Description of the task.
Once you have read the entries below, write them all out again exactly.

═════ Data section ═════

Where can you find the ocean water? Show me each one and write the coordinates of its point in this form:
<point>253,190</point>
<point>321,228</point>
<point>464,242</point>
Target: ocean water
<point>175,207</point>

═════

The completed task.
Where can you find the ocean water? Show me each one and write the coordinates of its point in this form:
<point>253,190</point>
<point>321,228</point>
<point>464,242</point>
Target: ocean water
<point>175,207</point>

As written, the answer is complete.